■ Challenge a:
Who signed the steam generator letter below, and what is that person's title?

Sincerely, Joseph N. Jensen Site Support Services Vice President SLA/rdw

Attachment:

Steam Generator Tube Inspection Report Request for Additional Information

Enclosures:

1. SG 13 - Bobbin Coil Inspection Map
2. SG 13 - Rotating Coil Expansions Map
3. Secondary Side Inspection and Foreign Object Search and Retrieval Table c: R. Aben - Department of Labor and Economic Growth J. L. Caldwell - NRC Region III K. D. Curry - AEP Ft. Wayne, w/o attachment/enclosures J. T. King - MPSC, w/o attachment/enclosures MDEQ - WHMD/RPMWS, w/o attachment/enclosures NRC Resident Inspector P. S. Tam - NRC Washington DC

Attachment to AEP:NRC:7055-07 STEAM GENERATOR TUBE INSPECTION REPORT REQUEST FOR ADDITIONAL INFORMATION In Reference 1, Indiana Michigan Power Company (I&M), the licensee for Donald C. Cook Nuclear Plant (CNP) Unit I and Unit 2, provided the Nuclear Regulatory Commission (NRC) a report of Steam Generator eddy current findings and repairs during the Unit 1 Cycle 21 (UIC21) refueling outage.

In Reference 2, I&M provided the NRC the 2006 Steam Generator Tube Inservice Inspection Report for both Unit 1 and Unit 2.

■ Raw records:
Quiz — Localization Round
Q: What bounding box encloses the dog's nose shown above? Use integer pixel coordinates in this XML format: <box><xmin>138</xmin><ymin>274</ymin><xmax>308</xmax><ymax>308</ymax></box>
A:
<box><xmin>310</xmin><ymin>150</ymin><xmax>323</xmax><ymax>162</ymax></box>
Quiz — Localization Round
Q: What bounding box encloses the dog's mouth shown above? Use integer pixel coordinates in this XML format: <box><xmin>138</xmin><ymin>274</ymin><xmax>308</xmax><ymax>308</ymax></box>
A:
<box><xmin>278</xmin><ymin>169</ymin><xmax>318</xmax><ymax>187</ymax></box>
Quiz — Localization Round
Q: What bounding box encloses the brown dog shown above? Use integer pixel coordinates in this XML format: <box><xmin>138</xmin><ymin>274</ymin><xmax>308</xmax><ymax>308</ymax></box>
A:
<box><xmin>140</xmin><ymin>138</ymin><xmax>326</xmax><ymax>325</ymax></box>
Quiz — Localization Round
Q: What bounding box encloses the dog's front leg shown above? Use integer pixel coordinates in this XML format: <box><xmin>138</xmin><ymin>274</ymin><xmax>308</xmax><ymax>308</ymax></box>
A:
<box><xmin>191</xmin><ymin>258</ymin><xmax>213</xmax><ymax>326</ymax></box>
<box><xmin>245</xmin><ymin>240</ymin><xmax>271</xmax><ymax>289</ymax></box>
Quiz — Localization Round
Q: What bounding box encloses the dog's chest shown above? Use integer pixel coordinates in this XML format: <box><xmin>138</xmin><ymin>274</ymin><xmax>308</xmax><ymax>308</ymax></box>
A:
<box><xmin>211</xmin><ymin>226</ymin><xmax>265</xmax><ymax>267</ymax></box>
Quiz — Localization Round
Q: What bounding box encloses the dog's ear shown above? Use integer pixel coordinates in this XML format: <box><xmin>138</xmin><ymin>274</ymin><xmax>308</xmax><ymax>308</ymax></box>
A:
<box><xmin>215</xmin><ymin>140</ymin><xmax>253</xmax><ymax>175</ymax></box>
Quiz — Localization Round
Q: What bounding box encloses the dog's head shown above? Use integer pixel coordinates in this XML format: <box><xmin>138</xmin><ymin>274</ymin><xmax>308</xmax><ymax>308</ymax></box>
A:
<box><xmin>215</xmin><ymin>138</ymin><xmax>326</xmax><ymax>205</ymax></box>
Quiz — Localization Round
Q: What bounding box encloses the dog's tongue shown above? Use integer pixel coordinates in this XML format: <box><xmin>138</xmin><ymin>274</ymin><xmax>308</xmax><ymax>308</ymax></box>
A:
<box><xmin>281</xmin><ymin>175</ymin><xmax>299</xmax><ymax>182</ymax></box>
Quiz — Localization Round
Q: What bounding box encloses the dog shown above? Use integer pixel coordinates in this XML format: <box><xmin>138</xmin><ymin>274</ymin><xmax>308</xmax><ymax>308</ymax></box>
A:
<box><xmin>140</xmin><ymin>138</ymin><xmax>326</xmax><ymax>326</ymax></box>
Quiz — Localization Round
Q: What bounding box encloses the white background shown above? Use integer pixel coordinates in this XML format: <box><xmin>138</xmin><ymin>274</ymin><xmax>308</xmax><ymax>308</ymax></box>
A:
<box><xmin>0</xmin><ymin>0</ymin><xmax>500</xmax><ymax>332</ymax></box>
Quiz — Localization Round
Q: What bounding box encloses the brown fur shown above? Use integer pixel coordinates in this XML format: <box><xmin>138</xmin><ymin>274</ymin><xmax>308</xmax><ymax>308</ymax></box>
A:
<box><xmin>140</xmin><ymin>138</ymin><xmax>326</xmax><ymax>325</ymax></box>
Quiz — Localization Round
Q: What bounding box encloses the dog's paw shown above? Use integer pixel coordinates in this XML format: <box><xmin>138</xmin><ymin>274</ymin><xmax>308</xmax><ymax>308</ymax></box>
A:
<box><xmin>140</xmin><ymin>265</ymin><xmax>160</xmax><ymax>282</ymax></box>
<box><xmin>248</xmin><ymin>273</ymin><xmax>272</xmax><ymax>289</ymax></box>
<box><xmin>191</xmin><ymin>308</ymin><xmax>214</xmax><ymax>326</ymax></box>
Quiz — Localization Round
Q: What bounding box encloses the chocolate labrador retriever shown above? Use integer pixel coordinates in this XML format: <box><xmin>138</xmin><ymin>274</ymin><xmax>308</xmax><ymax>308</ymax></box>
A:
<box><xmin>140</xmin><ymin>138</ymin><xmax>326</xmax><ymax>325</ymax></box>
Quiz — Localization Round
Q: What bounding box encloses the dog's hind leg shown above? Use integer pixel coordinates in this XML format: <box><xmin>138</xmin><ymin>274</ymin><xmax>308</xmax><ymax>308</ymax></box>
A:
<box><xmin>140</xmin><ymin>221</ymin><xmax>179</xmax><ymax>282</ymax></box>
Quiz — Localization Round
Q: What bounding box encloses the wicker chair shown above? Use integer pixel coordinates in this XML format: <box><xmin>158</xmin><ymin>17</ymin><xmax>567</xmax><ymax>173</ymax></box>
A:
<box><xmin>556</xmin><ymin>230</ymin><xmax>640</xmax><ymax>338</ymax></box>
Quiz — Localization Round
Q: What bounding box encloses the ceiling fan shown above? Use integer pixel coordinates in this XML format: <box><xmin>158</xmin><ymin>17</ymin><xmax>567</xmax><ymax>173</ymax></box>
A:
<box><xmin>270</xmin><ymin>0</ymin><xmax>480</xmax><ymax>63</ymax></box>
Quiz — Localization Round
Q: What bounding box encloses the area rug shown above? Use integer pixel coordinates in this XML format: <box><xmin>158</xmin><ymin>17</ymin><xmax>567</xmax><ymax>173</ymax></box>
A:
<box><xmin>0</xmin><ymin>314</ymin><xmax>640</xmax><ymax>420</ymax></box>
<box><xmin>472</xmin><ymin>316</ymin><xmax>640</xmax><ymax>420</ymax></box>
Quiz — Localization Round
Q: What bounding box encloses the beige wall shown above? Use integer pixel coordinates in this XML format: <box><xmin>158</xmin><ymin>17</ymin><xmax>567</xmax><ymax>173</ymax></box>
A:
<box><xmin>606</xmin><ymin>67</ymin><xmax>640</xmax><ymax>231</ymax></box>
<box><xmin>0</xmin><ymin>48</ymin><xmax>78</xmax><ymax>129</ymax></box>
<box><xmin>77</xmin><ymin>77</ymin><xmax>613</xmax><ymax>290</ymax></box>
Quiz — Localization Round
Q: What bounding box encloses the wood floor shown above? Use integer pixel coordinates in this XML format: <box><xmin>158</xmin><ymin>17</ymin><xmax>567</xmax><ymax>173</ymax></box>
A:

■ Challenge b:
How many lines in the records above contain the string "brown"? Reply with the number only.

■ Worked solution a:
Joseph N. Jensen, Site Support Services Vice President.

■ Worked solution b:
2